__Reading passage__:

::::::

Josh Milton March 5, 2020
Senator Elizabeth Warren

Senator Elizabeth Warren. (Sarah Silbiger/Getty)

Massachusetts senator Elizabeth Warren, unflinching in her advocacy for the LGBT+ community and determination to wipe the White House of corruption, has ended her presidential bid Thursday after devasting losses in the primaries.

Once a formidable front-runner pursuing a job never once held by a woman, the former law professor’s brand of an avalanche of papers detailing lengthy plans to reshape social and economic policy was crippled and stunted by loss in its final weeks.

After coming third place in her own home state during Super Tuesday, Warren, 70, made the announcement on Twitter her decision to withdraw from the race.

Who she endorses remains unknown, but political fortunes of the endorsement are insurmountable.

From suggesting her vice president may be non-binary to using the public stage to draw invaluable attention to the disproportionate violence trans women face, the lawmaker’s indelible and impassioned support earned her the backing of two in 10 LGBT+ voters.

A campaign of tireless trans activism and biting anti-billionaire quips.

Warren, at times, electrified heaving crowds of voters during campaign rallies as well as fought tirelessly in Democratic debates. Over time, however, her support base eroded.

She launched herself into a race typically packed with lithe grey hair and big bank accounts. Proving that through policy plans, urgent anti-corruption pledges and funding a campaign without fund-raisers, a credible campaign can be made.

::::::

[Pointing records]
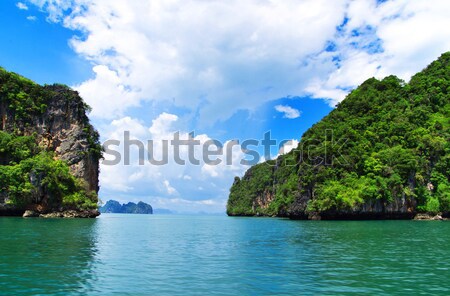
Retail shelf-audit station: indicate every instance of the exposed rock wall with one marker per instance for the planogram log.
(63, 128)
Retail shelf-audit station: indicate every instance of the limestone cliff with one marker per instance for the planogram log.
(55, 116)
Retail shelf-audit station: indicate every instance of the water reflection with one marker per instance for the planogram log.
(46, 256)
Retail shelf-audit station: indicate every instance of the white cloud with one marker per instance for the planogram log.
(219, 57)
(288, 112)
(214, 56)
(22, 6)
(396, 37)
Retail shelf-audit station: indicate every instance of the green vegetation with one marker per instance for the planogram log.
(387, 140)
(31, 175)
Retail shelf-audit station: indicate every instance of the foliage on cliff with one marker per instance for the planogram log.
(31, 174)
(113, 206)
(387, 140)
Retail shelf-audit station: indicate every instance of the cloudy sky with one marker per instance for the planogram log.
(225, 70)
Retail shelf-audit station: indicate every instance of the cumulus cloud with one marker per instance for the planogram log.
(212, 58)
(288, 112)
(22, 6)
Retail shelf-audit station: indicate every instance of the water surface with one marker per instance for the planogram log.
(206, 255)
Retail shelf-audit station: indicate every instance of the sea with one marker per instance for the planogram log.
(118, 254)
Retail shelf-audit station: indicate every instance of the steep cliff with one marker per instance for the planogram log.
(113, 206)
(384, 152)
(49, 152)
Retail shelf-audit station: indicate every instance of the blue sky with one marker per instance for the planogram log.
(225, 70)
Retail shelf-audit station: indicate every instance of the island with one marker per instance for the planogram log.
(382, 153)
(113, 206)
(49, 151)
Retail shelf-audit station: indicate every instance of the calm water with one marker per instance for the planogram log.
(195, 255)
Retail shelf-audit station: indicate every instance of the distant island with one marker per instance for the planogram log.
(113, 206)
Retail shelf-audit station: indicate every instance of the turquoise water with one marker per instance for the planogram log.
(200, 255)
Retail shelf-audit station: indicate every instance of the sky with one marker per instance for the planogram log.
(220, 70)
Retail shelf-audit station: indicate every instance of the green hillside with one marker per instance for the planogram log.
(384, 152)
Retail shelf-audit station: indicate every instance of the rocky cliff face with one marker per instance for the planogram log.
(64, 128)
(49, 151)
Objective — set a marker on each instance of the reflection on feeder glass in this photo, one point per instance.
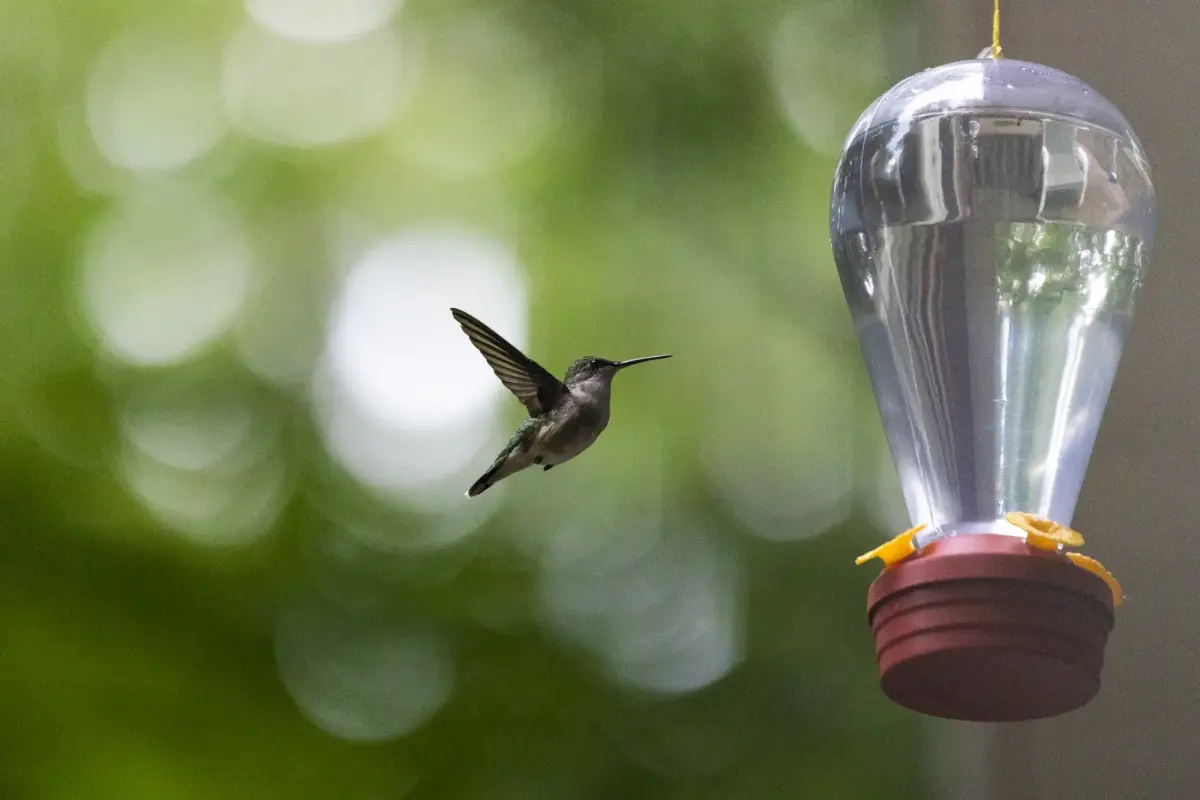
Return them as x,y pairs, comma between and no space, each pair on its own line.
991,222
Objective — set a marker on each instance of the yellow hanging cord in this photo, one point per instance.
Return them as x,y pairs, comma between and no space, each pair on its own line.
996,49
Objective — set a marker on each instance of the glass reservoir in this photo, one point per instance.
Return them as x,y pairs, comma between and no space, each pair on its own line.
991,222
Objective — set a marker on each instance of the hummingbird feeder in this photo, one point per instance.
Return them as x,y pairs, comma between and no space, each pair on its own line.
991,221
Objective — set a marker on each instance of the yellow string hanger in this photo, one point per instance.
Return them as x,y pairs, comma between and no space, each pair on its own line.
996,49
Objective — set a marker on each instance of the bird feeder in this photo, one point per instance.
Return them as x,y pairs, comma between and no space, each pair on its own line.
991,221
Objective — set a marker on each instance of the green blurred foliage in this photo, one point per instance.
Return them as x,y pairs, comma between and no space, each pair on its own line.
670,206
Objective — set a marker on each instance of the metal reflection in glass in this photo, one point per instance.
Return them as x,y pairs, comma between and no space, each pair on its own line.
990,259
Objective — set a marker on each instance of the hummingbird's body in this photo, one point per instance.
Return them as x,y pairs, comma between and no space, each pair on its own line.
565,417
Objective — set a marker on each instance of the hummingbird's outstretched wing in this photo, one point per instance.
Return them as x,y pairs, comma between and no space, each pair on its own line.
522,376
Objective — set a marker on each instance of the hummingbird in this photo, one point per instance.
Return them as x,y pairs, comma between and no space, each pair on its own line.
565,416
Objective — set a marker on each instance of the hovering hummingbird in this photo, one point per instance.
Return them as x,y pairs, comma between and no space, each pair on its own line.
565,416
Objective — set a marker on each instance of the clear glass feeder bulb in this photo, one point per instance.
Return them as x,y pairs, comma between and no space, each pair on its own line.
991,221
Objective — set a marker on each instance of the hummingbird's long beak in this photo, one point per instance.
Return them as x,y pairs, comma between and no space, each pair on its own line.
622,365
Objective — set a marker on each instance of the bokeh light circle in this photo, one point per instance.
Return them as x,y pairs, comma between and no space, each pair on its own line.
165,274
306,95
357,678
154,101
322,20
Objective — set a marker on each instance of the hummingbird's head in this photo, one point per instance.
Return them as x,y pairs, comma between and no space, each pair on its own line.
592,367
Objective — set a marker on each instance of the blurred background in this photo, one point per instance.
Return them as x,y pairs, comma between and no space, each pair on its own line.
237,419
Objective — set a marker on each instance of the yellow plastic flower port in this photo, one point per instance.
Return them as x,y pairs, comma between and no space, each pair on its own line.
1096,567
1044,533
895,549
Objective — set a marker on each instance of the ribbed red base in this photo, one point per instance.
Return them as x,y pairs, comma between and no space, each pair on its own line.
984,627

::::::

__Directions__:
1) Answer these questions using the article on Elizabeth Warren's campaign:
(a) What place did Warren finish in her home state during Super Tuesday?
(b) What share of LGBT+ voters backed her?
(c) How does the article say she funded her campaign?
2) Show every line of the records that contains the word "blurred".
The text and the records come from different sources.

__Task answers__:
1)
(a) Third place.
(b) Two in 10.
(c) Without fund-raisers.

2)
Objective — set a marker on each instance of the green blurred foliage in this photo, one point per instance.
Objective — set a marker on each instance of the blurred background in this photo, one point per instance.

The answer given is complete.